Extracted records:
◆ ◆ ◆
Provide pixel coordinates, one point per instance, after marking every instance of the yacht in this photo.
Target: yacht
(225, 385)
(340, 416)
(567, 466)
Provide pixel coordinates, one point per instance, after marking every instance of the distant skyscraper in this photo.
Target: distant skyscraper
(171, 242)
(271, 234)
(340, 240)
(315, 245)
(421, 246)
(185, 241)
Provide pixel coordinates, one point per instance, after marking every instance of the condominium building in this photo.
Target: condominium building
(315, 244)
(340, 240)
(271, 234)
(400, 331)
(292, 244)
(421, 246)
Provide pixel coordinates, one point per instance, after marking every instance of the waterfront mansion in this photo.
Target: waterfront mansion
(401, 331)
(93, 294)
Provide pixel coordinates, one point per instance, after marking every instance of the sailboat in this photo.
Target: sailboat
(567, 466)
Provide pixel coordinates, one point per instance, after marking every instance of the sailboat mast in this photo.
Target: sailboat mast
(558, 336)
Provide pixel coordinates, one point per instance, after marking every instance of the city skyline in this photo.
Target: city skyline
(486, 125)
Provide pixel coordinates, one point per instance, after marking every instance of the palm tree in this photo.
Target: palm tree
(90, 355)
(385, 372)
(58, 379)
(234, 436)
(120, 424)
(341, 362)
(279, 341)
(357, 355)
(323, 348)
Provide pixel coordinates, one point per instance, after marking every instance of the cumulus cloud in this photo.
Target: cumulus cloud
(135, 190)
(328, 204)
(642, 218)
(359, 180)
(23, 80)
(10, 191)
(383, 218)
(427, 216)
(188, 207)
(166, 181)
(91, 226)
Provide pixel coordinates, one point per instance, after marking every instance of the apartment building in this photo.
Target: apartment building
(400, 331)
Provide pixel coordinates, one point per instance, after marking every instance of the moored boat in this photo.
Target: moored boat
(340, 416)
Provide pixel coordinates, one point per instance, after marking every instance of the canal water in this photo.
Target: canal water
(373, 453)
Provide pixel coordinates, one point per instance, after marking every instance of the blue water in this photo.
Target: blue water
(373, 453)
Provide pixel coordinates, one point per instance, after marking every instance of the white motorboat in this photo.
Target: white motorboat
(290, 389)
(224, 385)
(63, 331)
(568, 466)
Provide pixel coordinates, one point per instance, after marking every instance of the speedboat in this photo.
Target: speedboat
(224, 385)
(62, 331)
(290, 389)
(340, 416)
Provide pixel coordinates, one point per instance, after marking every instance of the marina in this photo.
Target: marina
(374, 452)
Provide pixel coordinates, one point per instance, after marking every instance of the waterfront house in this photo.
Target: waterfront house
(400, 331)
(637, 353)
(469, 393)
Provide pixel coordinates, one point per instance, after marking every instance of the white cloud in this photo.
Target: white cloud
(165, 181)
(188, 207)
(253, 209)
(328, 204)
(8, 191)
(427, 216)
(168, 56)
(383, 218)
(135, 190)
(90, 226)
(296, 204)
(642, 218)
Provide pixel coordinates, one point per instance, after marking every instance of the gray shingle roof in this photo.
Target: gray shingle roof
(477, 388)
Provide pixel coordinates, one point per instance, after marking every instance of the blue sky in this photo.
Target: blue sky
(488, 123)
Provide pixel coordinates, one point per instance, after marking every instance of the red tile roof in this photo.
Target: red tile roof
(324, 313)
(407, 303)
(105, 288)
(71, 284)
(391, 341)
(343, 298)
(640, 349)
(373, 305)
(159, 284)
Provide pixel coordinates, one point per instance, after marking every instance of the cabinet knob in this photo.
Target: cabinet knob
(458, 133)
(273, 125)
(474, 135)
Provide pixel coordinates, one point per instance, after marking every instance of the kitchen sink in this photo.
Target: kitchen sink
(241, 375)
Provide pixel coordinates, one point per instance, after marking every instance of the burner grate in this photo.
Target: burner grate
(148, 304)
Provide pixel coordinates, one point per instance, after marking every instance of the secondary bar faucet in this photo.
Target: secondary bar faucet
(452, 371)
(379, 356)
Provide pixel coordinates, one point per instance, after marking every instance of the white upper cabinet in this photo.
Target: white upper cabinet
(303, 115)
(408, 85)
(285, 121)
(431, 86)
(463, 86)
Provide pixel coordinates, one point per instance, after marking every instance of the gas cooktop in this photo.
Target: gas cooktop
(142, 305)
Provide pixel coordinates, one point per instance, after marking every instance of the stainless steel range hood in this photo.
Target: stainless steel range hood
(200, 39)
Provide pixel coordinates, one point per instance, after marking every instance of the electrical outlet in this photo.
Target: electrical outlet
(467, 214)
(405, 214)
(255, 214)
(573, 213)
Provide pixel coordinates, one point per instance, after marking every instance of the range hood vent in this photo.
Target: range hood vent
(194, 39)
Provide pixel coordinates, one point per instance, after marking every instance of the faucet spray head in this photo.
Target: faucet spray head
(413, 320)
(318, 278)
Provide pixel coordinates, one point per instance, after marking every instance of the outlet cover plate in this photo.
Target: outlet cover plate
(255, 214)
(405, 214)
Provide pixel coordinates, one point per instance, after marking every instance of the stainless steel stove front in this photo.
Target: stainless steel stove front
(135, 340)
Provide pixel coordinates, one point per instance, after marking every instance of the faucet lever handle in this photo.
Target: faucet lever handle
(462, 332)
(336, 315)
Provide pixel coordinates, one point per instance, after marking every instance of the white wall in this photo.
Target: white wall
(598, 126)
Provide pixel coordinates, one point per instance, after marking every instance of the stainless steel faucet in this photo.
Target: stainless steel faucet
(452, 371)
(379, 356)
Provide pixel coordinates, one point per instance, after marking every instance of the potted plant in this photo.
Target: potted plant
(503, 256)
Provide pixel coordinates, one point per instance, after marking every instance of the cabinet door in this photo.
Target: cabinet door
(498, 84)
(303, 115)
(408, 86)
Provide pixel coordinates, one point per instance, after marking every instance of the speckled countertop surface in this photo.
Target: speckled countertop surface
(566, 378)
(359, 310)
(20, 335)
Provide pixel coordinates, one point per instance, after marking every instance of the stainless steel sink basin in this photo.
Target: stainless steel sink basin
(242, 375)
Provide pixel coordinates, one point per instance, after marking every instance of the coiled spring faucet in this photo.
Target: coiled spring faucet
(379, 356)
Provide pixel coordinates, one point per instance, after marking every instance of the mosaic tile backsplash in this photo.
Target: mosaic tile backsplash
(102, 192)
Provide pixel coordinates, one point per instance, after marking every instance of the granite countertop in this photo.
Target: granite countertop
◆ ◆ ◆
> **INSTRUCTIONS FOR THE TASK**
Send back each record exactly, and include them all.

> **ANSWER BOX**
Provide pixel coordinates, one point per instance, after marking every instance of the yacht in this photo.
Target: yacht
(225, 385)
(340, 416)
(567, 466)
Provide pixel coordinates, one point per instance, after marking every instance of the distant skyscraper in this photo.
Target: distant skyscraper
(171, 242)
(271, 234)
(340, 240)
(315, 245)
(421, 246)
(185, 241)
Provide pixel coordinates, one point per instance, after marking every instance of the condominium building in this photo.
Target: condominium building
(315, 244)
(340, 240)
(271, 234)
(400, 331)
(292, 244)
(421, 246)
Provide pixel coordinates, one point per instance, after marking every instance of the waterfront mansion in this photo.
Target: waterfront mansion
(401, 331)
(93, 294)
Provide pixel coordinates, one point per instance, after marking every instance of the sailboat in this photo.
Target: sailboat
(567, 466)
Provide pixel coordinates, one point per instance, after marking every instance of the sailboat mast in this photo.
Target: sailboat mast
(558, 336)
Provide pixel coordinates, one point per instance, after marking every instance of the city skyline in this photo.
Target: city skyline
(486, 125)
Provide pixel coordinates, one point per instance, after marking every instance of the palm tree in this photo.
Target: palm tree
(90, 355)
(385, 372)
(58, 379)
(234, 436)
(120, 424)
(341, 362)
(279, 341)
(357, 355)
(323, 348)
Provide pixel coordinates, one point per instance, after marking every instance of the cumulus cloud in this photo.
Target: cumulus cloud
(135, 190)
(328, 204)
(642, 218)
(359, 180)
(23, 80)
(10, 191)
(383, 218)
(427, 216)
(188, 207)
(166, 181)
(91, 226)
Provide pixel coordinates, one point per instance, after marking every instance of the apartment building in this photo.
Target: apartment building
(400, 331)
Provide pixel coordinates, one point per instance, after marking every instance of the moored boat in this photo.
Target: moored boat
(340, 416)
Provide pixel coordinates, one point per instance, after marking every instance of the canal water in this photo.
Target: canal water
(373, 453)
Provide pixel coordinates, one point per instance, after marking every instance of the blue water in this photo.
Target: blue water
(373, 453)
Provide pixel coordinates, one point per instance, after marking every instance of the white motorboat in this photo.
Target: white motorboat
(290, 389)
(224, 385)
(63, 331)
(568, 466)
Provide pixel coordinates, one point per instance, after marking every instance of the speedboat in this photo.
Target: speedboat
(224, 385)
(62, 331)
(290, 389)
(340, 416)
Provide pixel coordinates, one point per instance, after marking every instance of the marina in this photo.
Target: marina
(374, 452)
Provide pixel coordinates, one point per instance, after marking every instance of the waterfront house in this photo.
Target: waterfront house
(400, 331)
(637, 353)
(469, 393)
Provide pixel coordinates, one point per instance, after marking every instance of the white cloud in this photo.
Target: white cloud
(165, 181)
(188, 207)
(253, 209)
(328, 204)
(8, 191)
(427, 216)
(168, 56)
(383, 218)
(135, 190)
(90, 226)
(296, 204)
(642, 218)
Provide pixel coordinates, one point per instance, after marking every instance of the gray shingle roof in this photo.
Target: gray shingle roof
(477, 388)
Provide pixel coordinates, one point per instance, after marking every instance of the blue sky in this photo.
Target: blue sky
(488, 123)
Provide pixel coordinates, one point per instance, after marking every instance of the red tile roof in this photo.
Target: red tile roof
(324, 313)
(407, 303)
(105, 288)
(71, 284)
(391, 341)
(343, 298)
(640, 349)
(373, 305)
(159, 284)
Provide pixel coordinates, one point per instance, after marking every instance of the cabinet knob in this photo.
Target: cabinet knob
(458, 133)
(273, 125)
(474, 135)
Provide pixel coordinates, one point per instance, after marking every instance of the kitchen sink in this photo.
Target: kitchen sink
(241, 375)
Provide pixel coordinates, one point per instance, after marking every instance of the burner grate in this photo.
Target: burner grate
(148, 304)
Provide pixel coordinates, one point per instance, after marking every instance of the secondary bar faucet in this photo.
Target: secondary bar faucet
(452, 371)
(379, 356)
Provide pixel coordinates, one point per instance, after marking every instance of the white upper cabinet in this photo.
Target: white upper cabinet
(303, 115)
(408, 85)
(285, 121)
(431, 86)
(463, 86)
Provide pixel coordinates, one point per instance, after marking every instance of the gas cooktop in this photo.
Target: gas cooktop
(142, 305)
Provide pixel coordinates, one point per instance, after marking every instance of the stainless steel range hood in this photo.
Target: stainless steel range hood
(200, 39)
Provide pixel coordinates, one point per instance, after marking every instance of the electrical outlet in this photo.
Target: electrical outlet
(467, 214)
(405, 214)
(255, 214)
(573, 213)
Provide pixel coordinates, one point per instance, after marking every instance of the range hood vent in this photo.
Target: range hood vent
(194, 39)
Provide pixel coordinates, one point per instance, after marking every instance of the faucet spray head in this photo.
Target: faucet spray head
(413, 320)
(318, 278)
Provide pixel coordinates, one point per instance, after marking every instance of the outlet cover plate in this photo.
Target: outlet cover plate
(255, 214)
(405, 214)
Provide pixel coordinates, one point per instance, after marking every instance of the stainless steel stove front in this photo.
Target: stainless steel stove front
(135, 340)
Provide pixel coordinates, one point per instance, after marking every instance of the faucet lever handle in this photo.
Target: faucet lever handle
(462, 332)
(336, 315)
Provide pixel coordinates, one point per instance, after marking every instance of the white wall in this photo.
Target: white wall
(598, 126)
Provide pixel coordinates, one point per instance, after marking every instance of the stainless steel faucet in this photo.
Target: stainless steel faucet
(452, 371)
(379, 356)
Provide pixel coordinates, one point per instance, after marking every instance of the potted plant in this photo.
Target: potted plant
(503, 256)
Provide pixel coordinates, one point per instance, after marking every instance of the cabinet door in this photo.
Target: cabinet door
(498, 84)
(303, 115)
(408, 86)
Provide pixel coordinates, one point per instance, after marking every instance of the speckled countertop surface in this photo.
Target: speckled countertop surface
(566, 378)
(359, 310)
(20, 335)
Provide pixel coordinates, one point per instance, after marking every instance of the stainless steel sink basin in this photo.
Target: stainless steel sink basin
(242, 375)
Provide pixel coordinates, one point per instance, after marking every instance of the coiled spring faucet in this photo.
Target: coiled spring faucet
(379, 356)
Provide pixel coordinates, one point per instance, after marking every instance of the mosaic tile backsplash in this photo.
Target: mosaic tile backsplash
(102, 192)
Provide pixel coordinates, one point per instance, after marking every instance of the granite countertop in this photo.
Target: granite countertop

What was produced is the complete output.